**Texte de la page:**
....

Le fédéralisme est marqué, tant du point de vue normatif qu’institutionnel, par le désir de protéger l’État et les diversités socioculturelles (groupes minoritaires). Il permet d’unir les diversités (collectivités territoriales, entités fédérées) dans un ordre commun (État fédéral) pour accroître leur solidarité tout en préservant leur autonomie, leur particularisme ou leur différence. Le fédéralisme garantit à la fois l’unité d’ensemble, la solidarité et l’autonomie effective des diversités socioculturelles dans leur domaine de compétence, qui est inaliénable, inviolable, définitif et qui ne peut être exercé par le pouvoir central, ni être révoqué par ce dernier de manière unilatérale.
Dans le fédéralisme, il y a unité au sommet (État fédéral), diversité et autonomie à la base (États fédérés) et participation des États fédérés au pouvoir constituant et législatif national (État fédéral). La République est unitaire, mais son mode de gestion est fédéral. Cette unité territoriale est garantie par la loi fondamentale qui s’impose à tous les citoyens et à toutes les composantes de l’État (Entités fédérées). Les entités territoriales (États fédérés) n’ont aucun droit de modifier leurs limites internes et ne disposent pas du droit de sécession.
En République Démocratique du Congo, après plusieurs décennies de concentration de tous les pouvoirs à Kinshasa, avec comme conséquence, le totalitarisme, le sous-développement, les guerres civiles et le chaos ayant entraîné les violations massives des droits humains, les pillages systématiques des ressources naturelles, l’effondrement du tissu économique et la partition du pays en des territoires inaccessibles à ses citoyens ; la Constitution post-conflit du 18 février 2006 issue du Dialogue inter-congolais, a levé l’option sur la décentralisation comme mode d’organisation et de gestion des institutions de l’État afin d’améliorer la gouvernance du pays et le niveau de vie de la population par un partage équitable et consensuel des ressources et l’équilibre sociologique du pouvoir, pour préserver la paix, l’unité et la réconciliation nationale. Un État unitaire qui a pour seul centre de décision le pouvoir central est anachronique et ne répond plus à la complexité de gestion des États modernes.

....

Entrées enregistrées
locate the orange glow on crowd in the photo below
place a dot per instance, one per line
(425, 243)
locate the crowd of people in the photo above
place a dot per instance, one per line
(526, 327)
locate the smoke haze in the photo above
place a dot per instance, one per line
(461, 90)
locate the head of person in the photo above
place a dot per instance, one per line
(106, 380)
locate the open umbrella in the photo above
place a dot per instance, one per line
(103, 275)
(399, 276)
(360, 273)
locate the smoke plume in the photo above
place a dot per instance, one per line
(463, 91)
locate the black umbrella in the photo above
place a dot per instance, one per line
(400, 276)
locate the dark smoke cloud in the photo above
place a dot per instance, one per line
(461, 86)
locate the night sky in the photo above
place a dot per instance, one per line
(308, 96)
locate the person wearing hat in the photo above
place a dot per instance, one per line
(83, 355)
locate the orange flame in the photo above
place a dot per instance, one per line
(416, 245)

....

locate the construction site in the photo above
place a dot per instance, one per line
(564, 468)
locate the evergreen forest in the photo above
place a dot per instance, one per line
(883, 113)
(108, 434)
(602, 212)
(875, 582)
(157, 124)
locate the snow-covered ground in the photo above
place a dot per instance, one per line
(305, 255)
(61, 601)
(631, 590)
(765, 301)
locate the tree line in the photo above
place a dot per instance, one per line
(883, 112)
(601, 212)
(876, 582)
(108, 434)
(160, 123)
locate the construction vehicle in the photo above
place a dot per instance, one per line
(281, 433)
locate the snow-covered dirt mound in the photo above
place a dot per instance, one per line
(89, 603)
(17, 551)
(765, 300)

....

**Vos consignes:** Selon le texte de la page, quel mode d'organisation et de gestion des institutions de l'État la Constitution du 18 février 2006 a-t-elle retenu en République Démocratique du Congo ? Appuyez-vous uniquement sur le texte de la page.

**Tâche accomplie:** La décentralisation.